Can you write out the records below again, swapping every "antelope" for "hartebeest" and changing nothing else? Leave the pictures out of your answer.
— begin Supplied records —
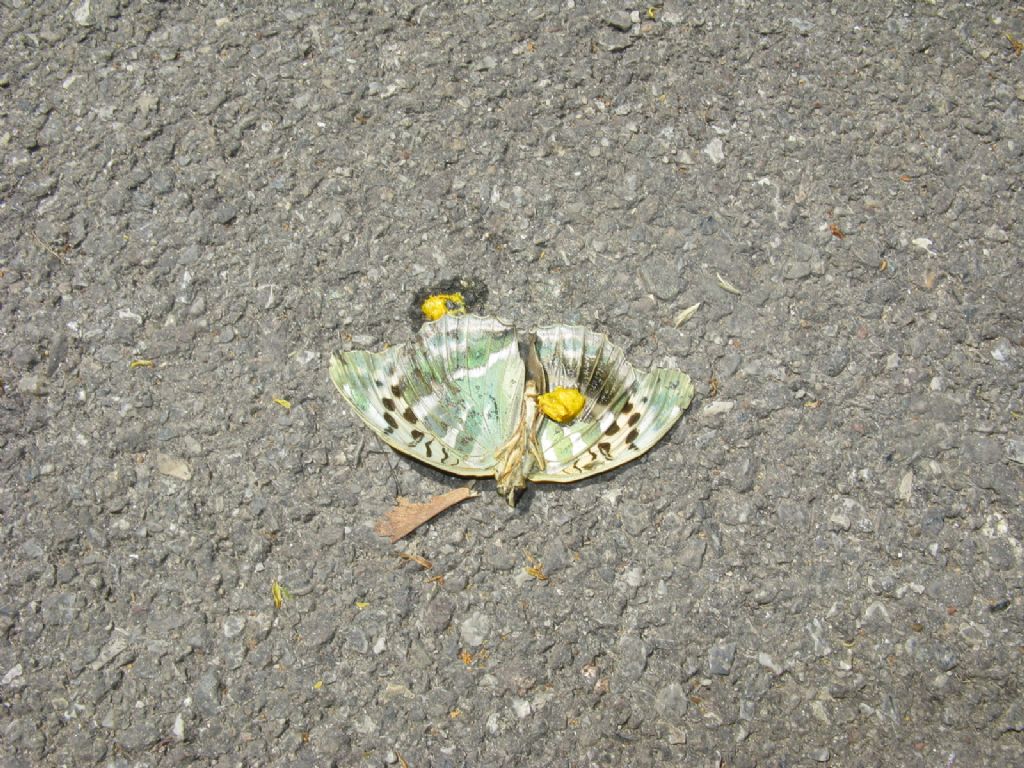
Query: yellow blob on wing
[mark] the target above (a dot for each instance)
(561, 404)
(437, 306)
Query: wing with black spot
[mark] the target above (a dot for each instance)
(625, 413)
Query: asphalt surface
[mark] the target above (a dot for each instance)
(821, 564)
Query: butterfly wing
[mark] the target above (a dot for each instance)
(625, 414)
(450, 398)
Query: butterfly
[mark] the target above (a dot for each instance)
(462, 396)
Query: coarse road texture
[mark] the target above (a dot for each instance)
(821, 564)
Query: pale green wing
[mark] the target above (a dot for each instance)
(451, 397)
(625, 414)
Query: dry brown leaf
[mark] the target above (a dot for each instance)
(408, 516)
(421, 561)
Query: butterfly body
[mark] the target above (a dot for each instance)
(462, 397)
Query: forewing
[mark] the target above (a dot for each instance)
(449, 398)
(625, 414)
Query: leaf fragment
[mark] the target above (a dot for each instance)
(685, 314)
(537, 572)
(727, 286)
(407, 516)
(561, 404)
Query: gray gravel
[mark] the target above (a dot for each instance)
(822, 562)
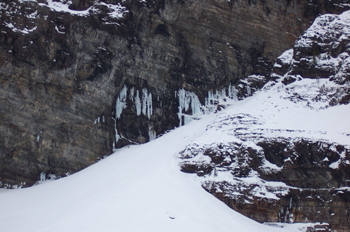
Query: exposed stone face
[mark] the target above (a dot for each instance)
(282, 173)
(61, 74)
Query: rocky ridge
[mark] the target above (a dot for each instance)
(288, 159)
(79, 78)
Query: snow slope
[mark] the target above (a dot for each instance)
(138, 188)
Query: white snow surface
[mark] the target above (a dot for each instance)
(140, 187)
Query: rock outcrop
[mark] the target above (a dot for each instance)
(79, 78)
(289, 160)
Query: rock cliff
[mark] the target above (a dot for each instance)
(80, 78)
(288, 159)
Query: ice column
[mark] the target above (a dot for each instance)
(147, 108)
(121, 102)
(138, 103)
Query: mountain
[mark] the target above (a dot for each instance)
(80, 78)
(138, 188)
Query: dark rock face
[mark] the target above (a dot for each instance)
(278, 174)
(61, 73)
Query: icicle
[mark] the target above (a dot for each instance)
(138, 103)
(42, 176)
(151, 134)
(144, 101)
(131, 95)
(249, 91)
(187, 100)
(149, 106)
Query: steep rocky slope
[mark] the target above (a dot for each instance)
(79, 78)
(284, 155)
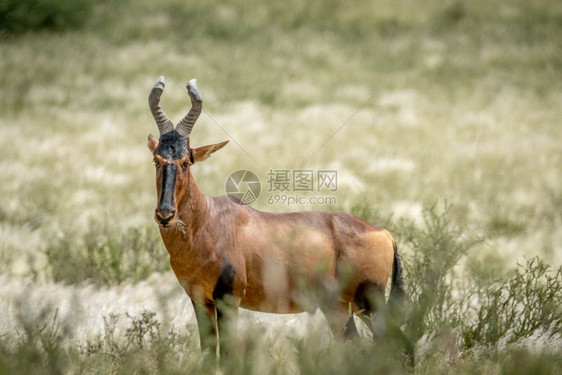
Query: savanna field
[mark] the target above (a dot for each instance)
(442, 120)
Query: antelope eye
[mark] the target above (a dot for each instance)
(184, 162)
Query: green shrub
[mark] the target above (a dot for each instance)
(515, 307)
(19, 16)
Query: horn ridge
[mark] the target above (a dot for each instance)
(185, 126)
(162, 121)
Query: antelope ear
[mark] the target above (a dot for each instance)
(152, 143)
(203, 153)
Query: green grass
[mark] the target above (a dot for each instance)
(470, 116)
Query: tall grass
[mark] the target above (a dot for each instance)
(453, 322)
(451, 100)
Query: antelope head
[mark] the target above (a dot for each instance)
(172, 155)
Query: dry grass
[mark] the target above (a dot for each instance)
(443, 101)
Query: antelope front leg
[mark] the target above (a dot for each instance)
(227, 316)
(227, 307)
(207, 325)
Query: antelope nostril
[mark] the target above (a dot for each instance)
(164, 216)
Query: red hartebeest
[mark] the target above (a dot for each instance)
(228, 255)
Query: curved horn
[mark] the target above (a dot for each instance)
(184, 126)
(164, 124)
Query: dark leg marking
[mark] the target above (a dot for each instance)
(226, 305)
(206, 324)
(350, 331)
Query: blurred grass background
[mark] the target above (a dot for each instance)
— end Supplied records —
▶ Task answer:
Query: yellow blob on wing
[mark] the target above (a dot for each instance)
(561, 404)
(437, 306)
Query: wing with black spot
[mark] the target above (a dot for each instance)
(625, 413)
Query: asphalt surface
[mark] the target above (a dot for each instance)
(821, 564)
Query: butterfly wing
[mark] the target above (a dot for each instance)
(625, 414)
(450, 398)
Query: butterfly
[mark] the target above (a dot for each instance)
(462, 396)
Query: coarse road texture
[mark] the target above (a dot for each instance)
(821, 564)
Query: pale green wing
[mark] the target above (a dot for each instance)
(451, 397)
(625, 414)
Query: dry brown leaf
[mark] the target above (a dot for each instance)
(408, 516)
(421, 561)
Query: butterfly body
[mark] the target above (a dot for each instance)
(462, 397)
Query: forewing
[mark] the target above (a dot for each instance)
(449, 398)
(625, 414)
Query: leaf fragment
[mark] the target above (a dot for each instance)
(685, 314)
(537, 572)
(727, 286)
(407, 516)
(561, 404)
Query: gray gravel
[mark] the target above (a dot for each instance)
(822, 562)
Query: exposed stone face
[mark] the target above (a dot for each instance)
(282, 173)
(61, 74)
Query: rocky ridge
[mark] the target above (a dot for each instance)
(288, 159)
(79, 78)
Query: snow slope
[mark] the target above (a dot for each instance)
(138, 188)
Query: white snow surface
[mark] the target above (a dot for each instance)
(140, 187)
Query: rock outcrop
[mark] the target above (a dot for each instance)
(79, 78)
(289, 160)
Query: rock cliff
[mark] the target above (a dot for each instance)
(80, 78)
(288, 159)
Query: ice column
[mark] the target above (a dot for each instance)
(147, 108)
(121, 102)
(138, 103)
Query: mountain
[mark] the target above (a dot for each instance)
(80, 78)
(138, 188)
Query: dark rock face
[mark] the target above (a dot for each instance)
(278, 174)
(61, 73)
Query: icicle
[mark] the target above (a dot for each instance)
(138, 103)
(42, 176)
(151, 134)
(144, 101)
(131, 95)
(249, 91)
(187, 100)
(149, 106)
Query: steep rocky slope
[mark] the target above (a dot for each instance)
(79, 78)
(284, 155)
Query: savanna field
[mark] the target above (a dot for each instance)
(442, 120)
Query: hartebeest eye
[mark] the target above (a dot for each instance)
(184, 162)
Query: green shrub
[mark] the target above (a dot for each instance)
(515, 307)
(19, 16)
Query: horn ridge
[mark] the target above (a dot for each instance)
(185, 126)
(162, 121)
Query: hartebeest ear
[mark] the target above (a dot for each instance)
(152, 143)
(203, 153)
Query: green grass
[mark] the target above (a dot for each instance)
(470, 116)
Query: tall grass
[mark] the target above (a dot for each instance)
(453, 322)
(451, 100)
Query: hartebeest head
[mark] the target above (a dot for each instance)
(172, 155)
Query: dry grass
[mark] the target above (a dot for each instance)
(443, 101)
Query: hartebeest front leg
[mark] the target above (a dot for each instance)
(227, 316)
(227, 307)
(207, 325)
Query: hartebeest nostril
[mark] the target above (a dot for each instance)
(164, 216)
Query: red hartebeest
[mark] the target above (a dot for each instance)
(228, 255)
Query: curved horn
[mark] the target above (a dot for each instance)
(184, 126)
(164, 124)
Query: dark leg marking
[mark] the target above (a dot for each instance)
(226, 305)
(206, 324)
(350, 331)
Query: blurred grass background
[mark] the target above (a dot for each instance)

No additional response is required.